So I accumulated 3000 pages, and then I took it to a type… to my typewriter, and started typing. Now, I typed up chapter one, which was 400 pages… pages of typescript, or something like that, of manuscript, that's double-spaced. I may say, incidentally I… I got myself a… an IBM Selectric typewriter. This was very new at the time. I think they said… they told me later that I was the first private individual in California to buy one, instead of a company buying one. This was… this was the typewriter that had… that had a little ball, that… that would rotate and strike the page, and… and… but the important thing to me was the… the touch was much better than any other typewriter I had ever felt. When you hit… when you struck a key on the Selectric typewriter, it would transmit a signal, saying to the ball, to go this way, but it…you could strike several keys ahead, and the machine, internally, would buffer this, and remember where the keys that you had done, and then they would be sent to the ball. You know, you type t-h-e real fast, and you can get to the e even before the t has… has finished printing, but the… the Selectric was designed so that you could do that. So I could type really… I mean like the first time I saw a Selectric typewriter in an IBM exhibit, I… I typed, you know – now is the time for all men, good men, to come to the aid of the party – faster than I had ever typed anything before. I looked at it… it came out perfect. And so I said, ‘I've got to have one of these typewriters’. And so I bought myself a Selectric typewriter, and I had a… and I had a… I used it to type my thesis, at Caltech, and… and I had… I had been a good… I had been a… a, you know, a keyboard person, I'd been playing piano for a long time, and… and I learned… I learned machine shorthand the way court reporters do, and… and so I was… I had played a lot with, you know, a saxophone player and things like this, so this was… this was just another, typewriter. I… I could use this very… very well.

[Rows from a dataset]
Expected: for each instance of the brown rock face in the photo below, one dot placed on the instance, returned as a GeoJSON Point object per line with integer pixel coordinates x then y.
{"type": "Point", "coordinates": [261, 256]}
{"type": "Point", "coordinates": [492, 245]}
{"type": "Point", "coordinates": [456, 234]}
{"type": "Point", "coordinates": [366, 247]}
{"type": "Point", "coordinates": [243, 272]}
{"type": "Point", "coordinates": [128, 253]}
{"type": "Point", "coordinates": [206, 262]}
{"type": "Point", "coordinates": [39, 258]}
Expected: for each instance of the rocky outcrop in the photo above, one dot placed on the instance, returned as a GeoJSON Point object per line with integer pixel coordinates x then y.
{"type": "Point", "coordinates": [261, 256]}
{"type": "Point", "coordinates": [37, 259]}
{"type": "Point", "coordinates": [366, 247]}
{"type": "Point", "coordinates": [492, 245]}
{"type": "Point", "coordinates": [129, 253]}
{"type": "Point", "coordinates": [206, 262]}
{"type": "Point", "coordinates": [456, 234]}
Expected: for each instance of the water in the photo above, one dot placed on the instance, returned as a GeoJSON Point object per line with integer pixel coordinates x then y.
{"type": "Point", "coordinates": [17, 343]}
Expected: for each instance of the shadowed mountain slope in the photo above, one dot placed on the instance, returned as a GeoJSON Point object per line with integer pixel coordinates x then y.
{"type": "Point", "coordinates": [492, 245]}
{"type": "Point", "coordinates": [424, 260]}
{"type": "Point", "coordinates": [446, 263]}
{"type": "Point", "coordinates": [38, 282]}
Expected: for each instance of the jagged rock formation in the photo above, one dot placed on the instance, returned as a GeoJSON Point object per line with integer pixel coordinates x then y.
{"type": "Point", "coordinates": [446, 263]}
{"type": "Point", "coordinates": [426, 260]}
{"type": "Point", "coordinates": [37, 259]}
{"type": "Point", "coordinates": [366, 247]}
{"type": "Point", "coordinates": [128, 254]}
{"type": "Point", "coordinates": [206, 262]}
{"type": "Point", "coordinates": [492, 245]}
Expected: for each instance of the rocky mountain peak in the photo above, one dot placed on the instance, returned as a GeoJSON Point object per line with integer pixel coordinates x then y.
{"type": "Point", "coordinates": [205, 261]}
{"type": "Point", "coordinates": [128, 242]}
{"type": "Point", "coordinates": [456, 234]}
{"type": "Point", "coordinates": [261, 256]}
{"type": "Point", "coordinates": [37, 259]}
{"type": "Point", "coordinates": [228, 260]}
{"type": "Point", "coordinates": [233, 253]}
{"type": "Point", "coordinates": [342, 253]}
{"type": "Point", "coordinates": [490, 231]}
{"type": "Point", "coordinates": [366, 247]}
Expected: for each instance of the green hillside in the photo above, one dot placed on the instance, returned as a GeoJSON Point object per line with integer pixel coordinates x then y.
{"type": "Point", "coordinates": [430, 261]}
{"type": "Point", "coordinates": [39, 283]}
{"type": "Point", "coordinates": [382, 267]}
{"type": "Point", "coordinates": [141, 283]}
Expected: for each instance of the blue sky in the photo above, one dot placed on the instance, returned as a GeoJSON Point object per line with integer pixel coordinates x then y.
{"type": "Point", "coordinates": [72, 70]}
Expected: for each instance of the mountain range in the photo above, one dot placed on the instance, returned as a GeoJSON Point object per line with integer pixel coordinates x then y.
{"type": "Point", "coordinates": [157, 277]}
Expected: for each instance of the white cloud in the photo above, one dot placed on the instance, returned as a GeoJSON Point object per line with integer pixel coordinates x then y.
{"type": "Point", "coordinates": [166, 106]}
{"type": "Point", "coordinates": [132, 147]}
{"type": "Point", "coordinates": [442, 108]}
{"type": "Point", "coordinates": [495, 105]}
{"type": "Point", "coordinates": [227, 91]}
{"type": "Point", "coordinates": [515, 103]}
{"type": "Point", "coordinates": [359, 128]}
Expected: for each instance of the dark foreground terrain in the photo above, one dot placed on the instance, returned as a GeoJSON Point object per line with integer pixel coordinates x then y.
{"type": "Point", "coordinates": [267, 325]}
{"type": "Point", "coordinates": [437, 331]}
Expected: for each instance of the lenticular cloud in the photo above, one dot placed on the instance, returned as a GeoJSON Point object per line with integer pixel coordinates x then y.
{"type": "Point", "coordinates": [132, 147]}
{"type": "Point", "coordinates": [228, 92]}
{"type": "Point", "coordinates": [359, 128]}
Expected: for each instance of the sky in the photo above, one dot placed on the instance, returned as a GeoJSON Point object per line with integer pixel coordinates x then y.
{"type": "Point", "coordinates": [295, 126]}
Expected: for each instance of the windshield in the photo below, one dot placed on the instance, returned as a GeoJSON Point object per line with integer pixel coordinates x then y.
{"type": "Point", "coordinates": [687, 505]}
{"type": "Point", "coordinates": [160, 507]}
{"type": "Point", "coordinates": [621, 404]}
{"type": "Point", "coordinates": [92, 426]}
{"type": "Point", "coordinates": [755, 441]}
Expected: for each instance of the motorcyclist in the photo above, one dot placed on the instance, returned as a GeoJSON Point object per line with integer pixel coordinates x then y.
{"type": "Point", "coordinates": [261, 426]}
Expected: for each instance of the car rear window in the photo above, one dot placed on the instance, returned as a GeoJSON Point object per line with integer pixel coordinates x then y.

§ **What to do**:
1. According to the typewriter account, what did the speaker use the Selectric to type at Caltech?
2. Does each statement agree with the typewriter account? Answer yes or no for each and quote the words that decide it. (a) The speaker had built up 3000 pages before starting to type. (b) The speaker first saw a Selectric in a store. (c) The Selectric could hold keys struck ahead and send them to the ball later.
The rows have nothing to do with the work here.

§ **Exercise answers**:
1. A thesis.

2.
(a) Yes: "So I accumulated 3000 pages, and then I took it to a type… to my typewriter, and started typing."
(b) No: "the first time I saw a Selectric typewriter in an IBM exhibit"
(c) Yes: "the machine, internally, would buffer this, and remember where the keys that you had done, and then they would be sent to the ball."